To do: Each record beneath this line should be returned exactly as it is.

Data records
━━━━━━━━━━━━━━━━
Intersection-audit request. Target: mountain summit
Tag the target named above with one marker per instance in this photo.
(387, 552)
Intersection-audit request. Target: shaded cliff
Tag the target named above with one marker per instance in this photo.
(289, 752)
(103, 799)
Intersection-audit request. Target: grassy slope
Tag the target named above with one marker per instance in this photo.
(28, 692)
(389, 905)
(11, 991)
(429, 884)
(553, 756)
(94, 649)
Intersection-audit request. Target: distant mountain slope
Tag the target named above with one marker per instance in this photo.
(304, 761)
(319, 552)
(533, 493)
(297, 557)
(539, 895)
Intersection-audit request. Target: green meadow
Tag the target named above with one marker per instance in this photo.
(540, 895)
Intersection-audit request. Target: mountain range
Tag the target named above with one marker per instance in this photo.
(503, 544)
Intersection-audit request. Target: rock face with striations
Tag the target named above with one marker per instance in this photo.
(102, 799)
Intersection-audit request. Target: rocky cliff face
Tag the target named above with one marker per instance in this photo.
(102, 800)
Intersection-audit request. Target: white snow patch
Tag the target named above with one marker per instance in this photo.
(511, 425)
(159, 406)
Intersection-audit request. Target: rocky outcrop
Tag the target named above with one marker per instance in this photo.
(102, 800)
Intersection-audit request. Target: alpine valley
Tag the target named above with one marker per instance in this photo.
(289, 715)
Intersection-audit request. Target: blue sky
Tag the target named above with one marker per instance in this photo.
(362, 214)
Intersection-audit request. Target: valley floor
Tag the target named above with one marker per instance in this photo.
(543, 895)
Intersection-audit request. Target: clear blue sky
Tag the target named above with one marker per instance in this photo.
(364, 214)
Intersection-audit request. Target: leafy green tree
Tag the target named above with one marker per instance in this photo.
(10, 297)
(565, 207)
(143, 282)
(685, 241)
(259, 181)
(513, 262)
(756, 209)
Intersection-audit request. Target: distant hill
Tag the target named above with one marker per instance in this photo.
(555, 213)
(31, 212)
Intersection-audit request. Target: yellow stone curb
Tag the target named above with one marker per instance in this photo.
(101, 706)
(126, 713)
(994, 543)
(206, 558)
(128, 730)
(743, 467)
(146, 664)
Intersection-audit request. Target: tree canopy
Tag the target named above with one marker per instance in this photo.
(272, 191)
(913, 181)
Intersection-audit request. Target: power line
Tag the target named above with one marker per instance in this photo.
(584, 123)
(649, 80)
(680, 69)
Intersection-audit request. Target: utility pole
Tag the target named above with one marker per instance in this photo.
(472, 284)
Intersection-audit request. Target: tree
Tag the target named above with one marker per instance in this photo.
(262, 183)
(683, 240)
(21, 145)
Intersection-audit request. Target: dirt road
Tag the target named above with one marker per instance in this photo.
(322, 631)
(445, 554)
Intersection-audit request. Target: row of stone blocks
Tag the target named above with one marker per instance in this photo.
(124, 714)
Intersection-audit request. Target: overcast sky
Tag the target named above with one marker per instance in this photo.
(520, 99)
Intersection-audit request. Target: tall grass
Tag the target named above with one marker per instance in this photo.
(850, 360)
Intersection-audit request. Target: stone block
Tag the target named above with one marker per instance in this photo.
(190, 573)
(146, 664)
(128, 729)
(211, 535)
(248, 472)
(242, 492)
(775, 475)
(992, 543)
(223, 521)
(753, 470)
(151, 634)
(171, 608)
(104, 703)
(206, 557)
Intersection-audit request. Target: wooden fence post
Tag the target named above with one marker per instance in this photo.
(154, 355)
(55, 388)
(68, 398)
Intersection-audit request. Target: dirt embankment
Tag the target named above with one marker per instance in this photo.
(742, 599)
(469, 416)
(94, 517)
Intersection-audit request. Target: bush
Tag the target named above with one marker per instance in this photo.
━━━━━━━━━━━━━━━━
Solved exercise:
Intersection-audit request. Target: mountain summit
Tag the target named above with one marker per instance in this photo.
(387, 552)
Intersection-audit request. Target: shaded cliff
Tag the target named above with one marker per instance in this photo.
(289, 752)
(103, 799)
Intersection-audit request. Target: grassy slope
Tag the target named above with one marker per instance in this photo.
(28, 692)
(389, 905)
(11, 991)
(429, 884)
(553, 756)
(94, 649)
Intersection-audit request. Target: distant mountain slope
Tag the target named above with one marker per instance in this photo.
(304, 761)
(319, 552)
(533, 493)
(297, 557)
(539, 895)
Intersection-audit request. Target: green meadow
Tag the target named above with one marker per instance in this photo.
(540, 895)
Intersection-audit request. Target: mountain range
Tag the target named above with one marker per instance in this photo.
(503, 544)
Intersection-audit request. Target: rock face with striations
Tag the target named above with one marker per instance in this photo.
(102, 799)
Intersection-audit request. Target: rocky cliff face
Tag the target named above with one marker per instance in this photo.
(102, 800)
Intersection-audit request. Target: white snow patch
Tag the target named above with one marker per instance in this photo.
(511, 425)
(159, 406)
Intersection-audit request. Target: rocky outcrop
Tag the target named above with one marker per instance in this photo.
(102, 800)
Intersection-audit request. Target: alpine valley
Tag the target named above with one marker per instance in this photo.
(289, 715)
Intersection-audit request. Target: blue sky
Tag the target named above with one marker per instance in this photo.
(362, 214)
Intersection-audit request. Target: valley floor
Tag the target named above with one marker per instance in this photo.
(543, 895)
Intersection-audit request. Target: clear blue sky
Tag the target named above with one marker per instance in this photo.
(364, 214)
Intersection-audit request. Target: leafy green tree
Tag the target named above with one marker per instance in this photo.
(10, 297)
(565, 207)
(143, 282)
(685, 241)
(259, 181)
(513, 262)
(756, 209)
Intersection-audit request. Target: distant hill
Tag the target named above with one marker per instance in this photo.
(555, 213)
(31, 212)
Intersection-audit request. Target: yellow stone curb
Tag the target named above with one marker per instance in this photo.
(101, 706)
(126, 713)
(994, 543)
(206, 558)
(128, 730)
(743, 467)
(146, 664)
Intersection-audit request. Target: tree canopy
Tag the target named above with one marker per instance in this photo.
(272, 191)
(913, 181)
Intersection-audit request. Target: power line
Tag the target named above with one marker per instance in this photo.
(584, 123)
(649, 80)
(680, 69)
Intersection-audit request. Target: utility pole
Tag the target named above with one marker per instance in this photo.
(472, 284)
Intersection-audit request. Target: tree
Tag the target named above with one marker per instance in this photo.
(262, 183)
(683, 240)
(21, 145)
Intersection-audit request. Target: dirt road
Tag the target named above with one marker per instance in this photo.
(322, 631)
(445, 554)
Intersection-audit request. Target: row of stone blocks
Tag the target named above with one marker per instance in this photo.
(124, 714)
Intersection-audit request. Target: overcast sky
Tag the target named above with one marker per instance in this photo.
(520, 99)
Intersection-audit request. Target: tall grass
Tag the target named above with one marker per instance in this photo.
(850, 360)
Intersection-audit request. Target: stone block
Tag the target named above with one marker per instance in this photo.
(190, 573)
(146, 664)
(128, 729)
(211, 535)
(248, 472)
(242, 492)
(775, 475)
(992, 543)
(223, 521)
(753, 470)
(151, 634)
(171, 608)
(104, 703)
(206, 557)
Intersection-audit request. Target: wooden fence post
Tag the target named above with one marker per instance in this photo.
(154, 355)
(55, 388)
(68, 398)
Intersection-audit request. Target: dirt embankment
Tag the target named above with one marker per instance in this photo.
(742, 599)
(469, 416)
(94, 517)
Intersection-audit request. Target: bush
Tag the target named above with one marker per instance in this photo.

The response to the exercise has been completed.